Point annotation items
▼

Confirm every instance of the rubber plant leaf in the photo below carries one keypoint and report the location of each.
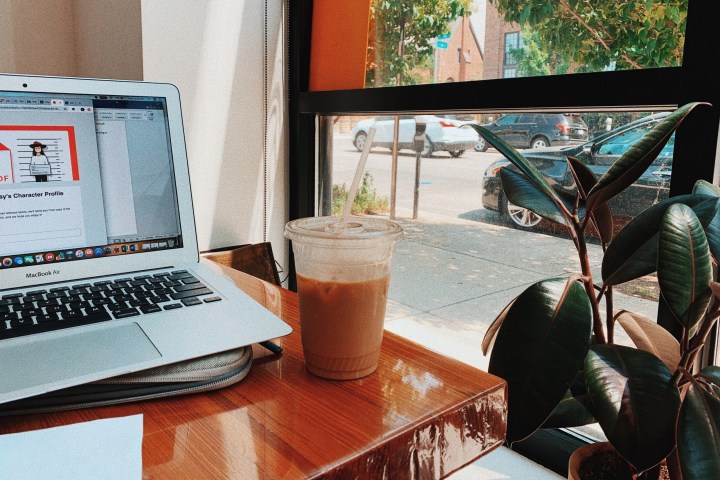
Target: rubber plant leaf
(516, 158)
(635, 401)
(489, 338)
(601, 216)
(633, 252)
(699, 435)
(633, 163)
(572, 411)
(711, 374)
(684, 265)
(649, 336)
(524, 193)
(712, 230)
(539, 350)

▲

## SHORT PROBLEM
Render every line of the items above as a numbered list, skipping blank lines. Leave the pictures out of your answer.

## FULL RESPONSE
1. Confirm every instance of the rubber plant leaf in the photo below carries one keypoint and report the location of each.
2. Target: rubber plant leaf
3. (516, 158)
4. (635, 401)
5. (489, 338)
6. (601, 216)
7. (633, 252)
8. (699, 435)
9. (633, 163)
10. (572, 411)
11. (711, 374)
12. (684, 265)
13. (649, 336)
14. (524, 193)
15. (712, 230)
16. (539, 350)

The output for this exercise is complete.